_Exercise directions_
Word for word, copy all of the entries.

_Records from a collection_
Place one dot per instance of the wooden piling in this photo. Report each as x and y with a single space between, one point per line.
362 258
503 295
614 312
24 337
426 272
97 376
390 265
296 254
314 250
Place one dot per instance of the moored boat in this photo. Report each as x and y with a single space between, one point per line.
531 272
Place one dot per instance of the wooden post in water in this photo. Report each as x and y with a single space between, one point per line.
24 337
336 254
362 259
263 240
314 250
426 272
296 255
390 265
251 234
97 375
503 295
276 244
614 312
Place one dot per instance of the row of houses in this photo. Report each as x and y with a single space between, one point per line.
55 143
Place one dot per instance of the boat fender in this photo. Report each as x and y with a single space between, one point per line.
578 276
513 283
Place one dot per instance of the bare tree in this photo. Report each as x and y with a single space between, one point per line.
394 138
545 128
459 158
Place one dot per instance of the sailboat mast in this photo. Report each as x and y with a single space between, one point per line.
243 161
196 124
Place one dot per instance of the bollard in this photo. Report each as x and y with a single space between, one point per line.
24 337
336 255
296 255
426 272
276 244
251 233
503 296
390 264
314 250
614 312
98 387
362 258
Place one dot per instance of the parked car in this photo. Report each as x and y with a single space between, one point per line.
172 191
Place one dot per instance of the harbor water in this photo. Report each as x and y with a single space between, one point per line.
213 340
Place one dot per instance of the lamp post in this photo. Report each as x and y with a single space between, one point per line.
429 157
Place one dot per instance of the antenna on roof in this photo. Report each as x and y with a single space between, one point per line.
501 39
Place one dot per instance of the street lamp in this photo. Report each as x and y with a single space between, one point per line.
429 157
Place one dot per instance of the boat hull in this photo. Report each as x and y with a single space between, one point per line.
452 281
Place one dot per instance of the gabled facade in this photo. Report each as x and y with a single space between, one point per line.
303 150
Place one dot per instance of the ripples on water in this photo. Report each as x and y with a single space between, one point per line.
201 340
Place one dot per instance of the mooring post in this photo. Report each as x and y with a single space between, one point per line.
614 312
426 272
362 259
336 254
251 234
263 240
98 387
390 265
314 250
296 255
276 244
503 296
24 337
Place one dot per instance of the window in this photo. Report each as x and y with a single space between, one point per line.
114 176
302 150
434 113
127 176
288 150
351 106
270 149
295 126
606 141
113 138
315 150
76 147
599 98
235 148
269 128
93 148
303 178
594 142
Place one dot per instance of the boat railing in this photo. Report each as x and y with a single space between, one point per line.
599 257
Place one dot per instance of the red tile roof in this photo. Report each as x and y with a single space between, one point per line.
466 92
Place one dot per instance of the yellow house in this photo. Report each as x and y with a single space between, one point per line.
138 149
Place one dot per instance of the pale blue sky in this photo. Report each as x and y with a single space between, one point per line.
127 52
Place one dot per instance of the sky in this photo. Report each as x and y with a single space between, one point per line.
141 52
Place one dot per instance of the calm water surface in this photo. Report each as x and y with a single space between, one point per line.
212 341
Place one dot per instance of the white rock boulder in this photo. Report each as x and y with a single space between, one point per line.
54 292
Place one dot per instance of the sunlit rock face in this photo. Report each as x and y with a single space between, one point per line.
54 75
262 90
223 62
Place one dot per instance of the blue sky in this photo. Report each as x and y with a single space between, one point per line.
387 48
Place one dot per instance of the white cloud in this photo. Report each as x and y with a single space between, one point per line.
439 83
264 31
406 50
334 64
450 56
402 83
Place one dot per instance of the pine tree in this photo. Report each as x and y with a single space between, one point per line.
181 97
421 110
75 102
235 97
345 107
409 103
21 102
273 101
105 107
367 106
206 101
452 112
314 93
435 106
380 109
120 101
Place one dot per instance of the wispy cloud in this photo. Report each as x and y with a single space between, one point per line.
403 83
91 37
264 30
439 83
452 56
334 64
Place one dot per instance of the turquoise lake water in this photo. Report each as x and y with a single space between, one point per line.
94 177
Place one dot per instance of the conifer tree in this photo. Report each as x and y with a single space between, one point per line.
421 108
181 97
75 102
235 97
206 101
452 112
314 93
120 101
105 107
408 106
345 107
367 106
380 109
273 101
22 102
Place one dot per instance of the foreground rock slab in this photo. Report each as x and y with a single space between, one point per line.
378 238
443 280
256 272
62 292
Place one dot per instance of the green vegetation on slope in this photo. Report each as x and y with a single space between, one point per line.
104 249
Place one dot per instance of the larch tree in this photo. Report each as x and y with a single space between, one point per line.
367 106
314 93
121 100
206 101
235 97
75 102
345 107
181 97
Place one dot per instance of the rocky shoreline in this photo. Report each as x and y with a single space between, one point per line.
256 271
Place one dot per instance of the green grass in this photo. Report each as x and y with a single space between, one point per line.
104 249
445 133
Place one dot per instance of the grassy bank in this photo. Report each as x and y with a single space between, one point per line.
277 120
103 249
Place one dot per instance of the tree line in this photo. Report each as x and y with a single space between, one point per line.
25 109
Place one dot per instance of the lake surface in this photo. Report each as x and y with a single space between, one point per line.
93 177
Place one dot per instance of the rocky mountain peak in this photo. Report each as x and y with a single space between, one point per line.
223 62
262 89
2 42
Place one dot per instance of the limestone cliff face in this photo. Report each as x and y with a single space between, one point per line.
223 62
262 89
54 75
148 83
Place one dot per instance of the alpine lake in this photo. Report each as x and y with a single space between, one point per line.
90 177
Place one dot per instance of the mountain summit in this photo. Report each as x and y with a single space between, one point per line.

_Task answer_
Place one dot per instance of the wooden piling in this photo. Report each as x and y with a single space between, one point per line.
362 258
503 295
614 312
24 337
426 272
97 376
390 265
296 254
314 250
Place one dot per instance of the moored boat in this photo. Report each as x and y with a single space between, one point per line.
531 272
Place one dot per instance of the wooden post in water in this photo. Report each as x and y with a single space between, one point per line.
24 337
336 254
362 259
263 240
314 250
426 272
296 255
390 265
251 234
97 375
503 295
276 244
614 312
Place one dot per instance of the row of houses in this photo. Report each as x and y with a single space between, one point per line.
55 143
Place one dot per instance of the boat fender in this photo. Report each as x and y with a single space between, one point per line.
578 276
513 283
Place one dot per instance of the bare tree in this photo. Report each as x and y with a single space between, one point per line.
394 138
545 128
459 158
Place one dot per instance of the sailboat mast in this photo. Report each as x and y with a single space between, one point per line.
243 161
196 124
Place one dot per instance of the bollard in this photo. Report each as x and y with a single space between, one point per line.
24 337
336 255
296 255
426 272
276 244
251 233
503 296
390 264
314 250
614 312
98 387
362 258
Place one dot per instance of the parked car in this photo. Report each as x and y with a single space between, one point per line.
172 191
Place one dot per instance of the harbor water in this photo. Report each as x and y with a single space between, one point per line.
213 340
Place one dot per instance of the lamp post in this photo. Report each as x and y with a single space between, one point per line.
429 157
Place one dot per instance of the antenna on roof in this photo. Report each as x and y with a single space between, one point per line.
501 39
Place one dot per instance of the street lamp in this photo. Report each as x and y with a single space between, one point per line.
429 157
Place one dot per instance of the boat hull in this photo. Report each as x and y with a single space between, one point per line.
452 281
Place one dot per instance of the gabled facade in this photo. Report each as x and y with a single space between, one point per line.
303 150
Place one dot per instance of the ripples on water in this photo. Report each as x and y with a single space between, one point per line.
201 340
Place one dot per instance of the mooring post in this photo. Report each as x and y with a single space between, one point per line.
614 312
426 272
362 259
336 254
251 234
263 240
98 387
390 265
314 250
296 255
276 244
503 296
24 337
Place one dot per instance of the window in this photo. Report each as x and y with a single space between, one point per line.
114 176
302 150
434 113
127 176
288 150
351 106
270 149
295 126
606 141
113 138
315 150
76 147
599 98
235 148
269 128
93 148
303 178
594 142
Place one dot per instance of the boat railing in this photo. Report each as x and y with a single space between, one point per line.
599 257
Place one dot per instance of the red tile roof in this photo. Report each as x and y with a single space between, one point per line.
466 92
Place one dot per instance of the yellow house in this photo. Report each as x and y with a single space between, one point per line.
138 149
Place one dot per instance of the pale blue sky in this photo. Report each as x and y with a single space between, one point per line.
127 52
Place one dot per instance of the sky in this photo. Report each as x and y with a single space between, one point per line.
141 52
Place one dot per instance of the calm water surface in this photo. Report each as x and y with a single space between, one point per line.
212 341
Place one dot per instance of the white rock boulder in this photo. Report each as x and y with a single space between, one point per line.
54 292
Place one dot per instance of the sunlit rock face in this photo. Report each as x and y with a single space between, one point per line.
54 75
262 90
223 62
Place one dot per instance of the blue sky in this photo. Report each as x and y with a single space between, one point per line.
387 48
Place one dot per instance of the white cloud in this photo. Report each as x and y with a single space between, one point per line.
439 83
264 31
406 50
334 64
450 56
402 83
Place one dot per instance of the pine tree in this photo. Report each as x and y with a single space between, one point per line.
181 97
421 110
75 102
235 97
345 107
409 103
21 102
273 101
105 107
367 106
206 101
452 112
314 93
435 106
380 109
120 101
Place one dot per instance of the wispy cloud in this photo. Report each as x and y with a single space between, one point per line.
403 83
91 37
264 30
439 83
452 56
334 64
Place one dot per instance of the turquoise lake water in this photo. Report each as x and y with a single space between, one point per line.
94 177
Place one dot per instance of the conifer tree in this photo. Report each as x and y with a single space between, one point per line.
421 108
181 97
75 102
235 97
206 101
452 112
314 93
120 101
105 107
408 106
345 107
367 106
380 109
273 101
22 102
Place one dot per instance of the foreground rock slab in this photo. Report each as x and y with a single space between, one point per line.
378 238
443 280
256 272
62 292
Place one dot per instance of the green vegetation on slope in this photo. Report each as x and y with a single space between, one point per line.
104 249
Place one dot per instance of the larch tree in this photo. Report each as x and y with a single space between, one point per line.
367 106
314 93
121 100
206 101
235 97
75 102
345 107
181 97
Place one dot per instance of the rocky shoreline in this photo. Report each as x and y with a single space between, one point per line.
256 271
Place one dot per instance of the green grass in this photo. Report each as x and y with a single space between, one point per line.
104 249
445 133
Place one dot per instance of the grassy bank in this photo. Report each as x and y with a single space between, one point per line.
277 120
103 249
Place one dot per instance of the tree line in this photo. Report each as x and y with a single space between, one point per line.
25 109
Place one dot per instance of the lake surface in this photo. Report each as x and y with a single space between, one point per line.
93 177
Place one dot per instance of the rocky mountain peak in this photo. Report each as x and y with a single space between, one point per line.
223 62
262 89
2 42
Place one dot per instance of the limestone cliff face in this photo. Report each as x and y with a single space between, one point per line.
223 62
262 89
54 75
148 83
Place one dot per instance of the alpine lake in this photo. Report each as x and y with a single space between, one point per line.
90 177
Place one dot per instance of the mountain summit in this photo. Report each as x and y with a single space between, one point per line.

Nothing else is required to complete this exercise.